> [TASK TO CARRY OUT] How might the article below on assembling the Angus–Brahman cattle genome continue? Write its next part, starting after its final sentence.

> [DOCUMENT PASSAGE]

****

New Cattle Genome Overcomes Challenges of Haplotype Assembly
Tuesday, March 20, 2018
Genetic knowledge is powerful when it comes to breeding. The ability to trace desirable traits to the gene level can help create plants and animals that are adapted to existing and emerging challenges, such as temperature tolerance, productivity, or disease resistance.
By crossing two breeds of cattle, Angus (Bos taurus taurus) and Brahman (Bos taurus indicus), from opposite ends of the species spectrum, breeders can benefit from the Angus’s high productivity in cool environments and the Brahman’s tolerance for harsh, hot climates and the diseases and parasites found there.
Genetically and phenotypically, the two subspecies are very different. And, their offspring are as well, as John Williams of the University of Adelaide explained in his recent talk at PAG. There are even differences depending on how the breeds are crossed (i.e. Angus bull and Brahman cow, or Brahman bull and Angus cow). Fetal weight at mid-gestation, for instance, varies markedly among purebreds and crosses, and between crosses.
Interested in exploring these differences, Williams and colleagues embarked on two approaches to assembling this heterozygous genome.

****

Referring expression grounding data:
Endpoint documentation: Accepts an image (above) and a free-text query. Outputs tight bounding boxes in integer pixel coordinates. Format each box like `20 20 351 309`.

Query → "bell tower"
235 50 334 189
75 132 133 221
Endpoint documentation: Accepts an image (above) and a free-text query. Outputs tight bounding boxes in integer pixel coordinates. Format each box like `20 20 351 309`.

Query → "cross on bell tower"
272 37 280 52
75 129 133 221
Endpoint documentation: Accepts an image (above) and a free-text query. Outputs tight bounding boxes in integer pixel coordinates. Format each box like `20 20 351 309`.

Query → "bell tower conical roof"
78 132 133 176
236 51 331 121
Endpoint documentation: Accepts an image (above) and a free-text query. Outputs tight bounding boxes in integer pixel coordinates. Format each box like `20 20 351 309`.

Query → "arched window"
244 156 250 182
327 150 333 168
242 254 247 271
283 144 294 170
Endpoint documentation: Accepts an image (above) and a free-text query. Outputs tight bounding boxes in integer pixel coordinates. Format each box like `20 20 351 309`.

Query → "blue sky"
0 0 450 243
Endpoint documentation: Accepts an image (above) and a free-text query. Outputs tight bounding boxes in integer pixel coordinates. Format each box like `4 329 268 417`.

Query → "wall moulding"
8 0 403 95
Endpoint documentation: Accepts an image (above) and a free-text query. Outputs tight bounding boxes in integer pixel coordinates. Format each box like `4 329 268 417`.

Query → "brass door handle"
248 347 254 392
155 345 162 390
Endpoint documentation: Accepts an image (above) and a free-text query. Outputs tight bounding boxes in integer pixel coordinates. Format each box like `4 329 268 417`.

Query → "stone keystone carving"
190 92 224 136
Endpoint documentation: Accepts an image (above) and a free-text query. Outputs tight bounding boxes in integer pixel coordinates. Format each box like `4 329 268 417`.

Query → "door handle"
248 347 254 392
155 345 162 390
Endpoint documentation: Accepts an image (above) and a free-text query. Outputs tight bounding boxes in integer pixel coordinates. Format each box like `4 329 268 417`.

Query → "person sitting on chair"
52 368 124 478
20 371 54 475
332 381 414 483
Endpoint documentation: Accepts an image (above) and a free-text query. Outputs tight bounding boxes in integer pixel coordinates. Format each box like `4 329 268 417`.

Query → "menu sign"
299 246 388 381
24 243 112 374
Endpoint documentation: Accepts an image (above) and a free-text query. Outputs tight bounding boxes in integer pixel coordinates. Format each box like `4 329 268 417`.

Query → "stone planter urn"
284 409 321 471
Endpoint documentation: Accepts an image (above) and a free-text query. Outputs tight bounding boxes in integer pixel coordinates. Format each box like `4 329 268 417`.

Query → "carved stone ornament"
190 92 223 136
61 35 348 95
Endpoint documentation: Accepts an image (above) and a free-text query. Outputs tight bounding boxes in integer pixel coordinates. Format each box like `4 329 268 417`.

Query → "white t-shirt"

****

> [EXPECTED OUTPUT]
The first was a one-technology methodology involving PacBio long-read sequencing, assembled with FALCON-Unzip and scaffolded with Hi-C data, to examine the genome of an F1 cross-breed (Angus x Brahman). The Iso-Seq method was then used to explore the cattle’s transcriptome. It enabled the team to examine entire transcripts, as well as isolate 30,000 isoforms from 12,000 genes.
Although they are still sifting through the data, Williams said the team is “starting to be able to differentiate between Angus and Brahman specific transcripts.”
“Initial results show that Iso-Seq data can be haplotyped and is highly concordant with genome phasing results, revealing possible allelic-specific isoform expression,” he added.
Mapped back to the assembly, the Iso-Seq data also confirmed that the F1 cattle reference genome is of good quality.
Among the genes they explored, 10 were heavily differentially expressed between male and female. The team wanted to drill down deeper, to determine which parent of origin the differences come from, and to create better assemblies of sex specific genes.
So, a sub group led by Adam Phillippy, Sergey Koren, and Arang Rhie of the National Human Genome Research Institute (NHGRI) in Bethesda, Maryland, created a new process that took advantage of access to the cattle’s parents.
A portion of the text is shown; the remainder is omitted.